*What to work on*:
Report each line from the records where the string "below" turns up.

*Records for this task*:
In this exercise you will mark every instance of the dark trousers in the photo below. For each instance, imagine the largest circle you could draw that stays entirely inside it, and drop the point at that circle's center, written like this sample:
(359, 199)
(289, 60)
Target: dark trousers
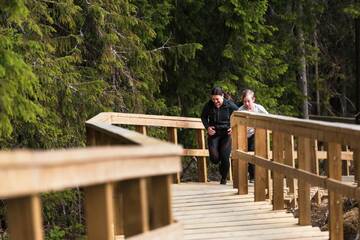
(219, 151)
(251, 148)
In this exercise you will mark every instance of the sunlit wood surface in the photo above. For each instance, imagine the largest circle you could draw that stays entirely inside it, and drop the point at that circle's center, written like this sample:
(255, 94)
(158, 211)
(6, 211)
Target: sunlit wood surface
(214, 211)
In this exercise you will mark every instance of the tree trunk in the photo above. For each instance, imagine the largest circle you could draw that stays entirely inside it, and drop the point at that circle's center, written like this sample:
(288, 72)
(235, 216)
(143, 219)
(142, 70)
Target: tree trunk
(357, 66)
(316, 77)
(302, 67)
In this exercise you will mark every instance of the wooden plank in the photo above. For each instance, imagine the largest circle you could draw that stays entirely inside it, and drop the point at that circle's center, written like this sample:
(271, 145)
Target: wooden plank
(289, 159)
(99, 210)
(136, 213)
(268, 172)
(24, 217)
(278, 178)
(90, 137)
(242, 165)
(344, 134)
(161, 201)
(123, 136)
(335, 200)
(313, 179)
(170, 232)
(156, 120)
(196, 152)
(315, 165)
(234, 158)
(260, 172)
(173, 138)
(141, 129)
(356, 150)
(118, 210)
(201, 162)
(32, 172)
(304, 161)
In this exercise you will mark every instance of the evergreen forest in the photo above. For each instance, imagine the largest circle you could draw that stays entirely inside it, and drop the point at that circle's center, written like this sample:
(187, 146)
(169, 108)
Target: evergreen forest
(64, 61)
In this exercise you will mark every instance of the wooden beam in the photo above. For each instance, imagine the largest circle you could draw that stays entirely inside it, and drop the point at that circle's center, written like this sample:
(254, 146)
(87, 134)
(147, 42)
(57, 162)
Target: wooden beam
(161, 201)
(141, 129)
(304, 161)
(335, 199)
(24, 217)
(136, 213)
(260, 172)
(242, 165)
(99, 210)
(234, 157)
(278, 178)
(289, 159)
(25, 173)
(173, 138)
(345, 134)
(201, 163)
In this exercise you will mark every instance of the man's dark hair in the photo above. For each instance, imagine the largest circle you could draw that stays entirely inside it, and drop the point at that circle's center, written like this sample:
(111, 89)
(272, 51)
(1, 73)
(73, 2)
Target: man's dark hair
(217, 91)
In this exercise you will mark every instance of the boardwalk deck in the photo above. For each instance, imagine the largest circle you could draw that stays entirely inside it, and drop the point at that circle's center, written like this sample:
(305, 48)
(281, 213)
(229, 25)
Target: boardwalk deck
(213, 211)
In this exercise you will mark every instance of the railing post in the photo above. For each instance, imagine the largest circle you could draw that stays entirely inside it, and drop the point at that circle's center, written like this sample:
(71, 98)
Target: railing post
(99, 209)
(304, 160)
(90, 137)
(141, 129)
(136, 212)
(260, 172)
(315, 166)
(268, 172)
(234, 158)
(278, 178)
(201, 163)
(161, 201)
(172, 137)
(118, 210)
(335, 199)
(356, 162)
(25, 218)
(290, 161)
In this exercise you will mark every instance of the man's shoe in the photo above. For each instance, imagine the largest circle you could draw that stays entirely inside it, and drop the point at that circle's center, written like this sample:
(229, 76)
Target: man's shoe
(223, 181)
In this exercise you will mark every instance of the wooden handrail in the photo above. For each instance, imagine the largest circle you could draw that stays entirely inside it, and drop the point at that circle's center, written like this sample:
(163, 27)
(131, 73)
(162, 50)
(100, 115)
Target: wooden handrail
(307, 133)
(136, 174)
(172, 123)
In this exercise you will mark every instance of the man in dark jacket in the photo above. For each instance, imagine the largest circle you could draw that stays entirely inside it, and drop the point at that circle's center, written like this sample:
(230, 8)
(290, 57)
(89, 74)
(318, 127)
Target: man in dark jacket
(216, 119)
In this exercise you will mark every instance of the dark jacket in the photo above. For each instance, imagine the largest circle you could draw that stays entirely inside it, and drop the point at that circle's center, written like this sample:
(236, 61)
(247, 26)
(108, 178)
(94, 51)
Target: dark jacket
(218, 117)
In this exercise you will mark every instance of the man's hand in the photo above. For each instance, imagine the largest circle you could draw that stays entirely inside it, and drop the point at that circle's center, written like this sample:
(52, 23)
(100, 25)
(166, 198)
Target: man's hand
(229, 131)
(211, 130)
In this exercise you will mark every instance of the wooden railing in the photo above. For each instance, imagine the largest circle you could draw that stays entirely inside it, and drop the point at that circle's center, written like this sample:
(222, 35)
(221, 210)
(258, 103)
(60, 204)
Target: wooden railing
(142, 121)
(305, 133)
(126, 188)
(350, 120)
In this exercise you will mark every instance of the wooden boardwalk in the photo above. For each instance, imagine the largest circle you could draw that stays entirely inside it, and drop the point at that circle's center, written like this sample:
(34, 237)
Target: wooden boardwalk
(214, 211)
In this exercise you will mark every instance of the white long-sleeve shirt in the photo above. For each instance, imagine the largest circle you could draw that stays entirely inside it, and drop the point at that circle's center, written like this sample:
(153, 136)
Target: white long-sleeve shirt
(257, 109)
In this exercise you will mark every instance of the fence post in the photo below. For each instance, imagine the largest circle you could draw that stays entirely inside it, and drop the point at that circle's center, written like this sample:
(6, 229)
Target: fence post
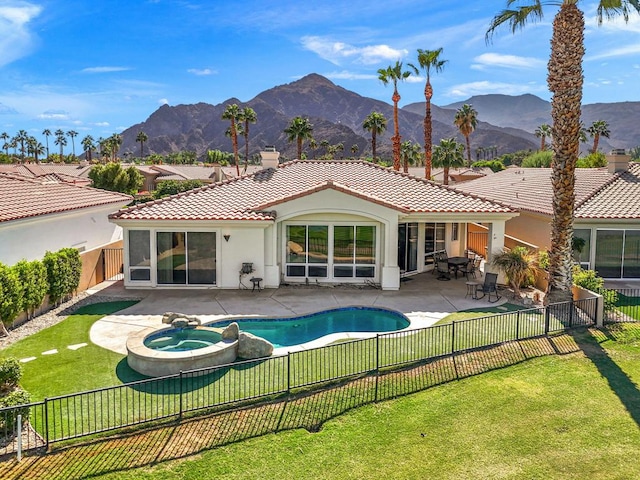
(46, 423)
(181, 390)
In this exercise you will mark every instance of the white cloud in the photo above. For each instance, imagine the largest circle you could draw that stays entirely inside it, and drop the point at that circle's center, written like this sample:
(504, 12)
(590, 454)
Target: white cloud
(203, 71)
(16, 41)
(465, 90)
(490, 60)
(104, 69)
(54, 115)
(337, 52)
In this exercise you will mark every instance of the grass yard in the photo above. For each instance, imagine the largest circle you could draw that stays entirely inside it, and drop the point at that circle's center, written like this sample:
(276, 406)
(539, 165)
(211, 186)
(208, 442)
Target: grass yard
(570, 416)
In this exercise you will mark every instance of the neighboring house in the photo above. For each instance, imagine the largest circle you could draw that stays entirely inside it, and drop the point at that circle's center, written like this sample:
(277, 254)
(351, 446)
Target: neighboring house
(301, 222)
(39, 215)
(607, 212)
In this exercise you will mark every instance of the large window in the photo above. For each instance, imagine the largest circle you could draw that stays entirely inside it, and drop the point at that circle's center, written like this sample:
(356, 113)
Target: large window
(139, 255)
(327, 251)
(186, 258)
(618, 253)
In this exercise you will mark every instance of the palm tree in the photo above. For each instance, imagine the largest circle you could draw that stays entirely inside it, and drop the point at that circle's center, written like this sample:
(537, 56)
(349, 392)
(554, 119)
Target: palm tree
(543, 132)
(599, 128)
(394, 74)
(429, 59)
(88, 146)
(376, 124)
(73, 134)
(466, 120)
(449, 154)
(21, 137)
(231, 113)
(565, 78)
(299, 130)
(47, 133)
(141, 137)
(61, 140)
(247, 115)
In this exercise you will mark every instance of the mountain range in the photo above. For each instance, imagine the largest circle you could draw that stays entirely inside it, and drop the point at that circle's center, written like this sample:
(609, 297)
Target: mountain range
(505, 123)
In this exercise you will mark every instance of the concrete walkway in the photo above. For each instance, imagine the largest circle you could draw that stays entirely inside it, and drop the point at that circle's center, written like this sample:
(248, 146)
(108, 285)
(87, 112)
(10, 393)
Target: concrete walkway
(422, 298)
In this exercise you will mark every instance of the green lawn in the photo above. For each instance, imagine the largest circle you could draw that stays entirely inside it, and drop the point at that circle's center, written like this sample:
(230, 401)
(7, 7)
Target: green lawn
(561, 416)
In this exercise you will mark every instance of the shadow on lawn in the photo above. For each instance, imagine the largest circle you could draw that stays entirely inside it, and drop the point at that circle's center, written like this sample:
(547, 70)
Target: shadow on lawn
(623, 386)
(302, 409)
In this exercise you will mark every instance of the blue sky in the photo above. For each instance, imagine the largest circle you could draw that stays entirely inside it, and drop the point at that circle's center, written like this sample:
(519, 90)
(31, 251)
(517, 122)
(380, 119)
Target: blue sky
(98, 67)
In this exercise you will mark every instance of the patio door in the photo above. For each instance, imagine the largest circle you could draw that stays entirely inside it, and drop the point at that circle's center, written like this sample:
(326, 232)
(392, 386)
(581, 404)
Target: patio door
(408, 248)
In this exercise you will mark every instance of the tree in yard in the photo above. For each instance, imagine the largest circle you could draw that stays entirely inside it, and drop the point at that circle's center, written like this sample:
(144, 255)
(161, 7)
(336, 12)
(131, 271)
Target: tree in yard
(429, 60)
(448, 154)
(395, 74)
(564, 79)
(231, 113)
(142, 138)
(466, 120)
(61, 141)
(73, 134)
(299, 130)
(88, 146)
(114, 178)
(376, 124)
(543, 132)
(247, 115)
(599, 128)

*Answer section*:
In this exercise you will mark every instance of the dark trousers in the photo below. For each instance, imagine the largest circle you could draw that stays entirely inside it, and drop the point at that circle's center, written like this sample:
In this exercise you will mark every instance of the fence post in the photo below. For each instance, imagine the largest circle you could draw that stays entirely inside it, and drop the point at that circle's center, written like this sample:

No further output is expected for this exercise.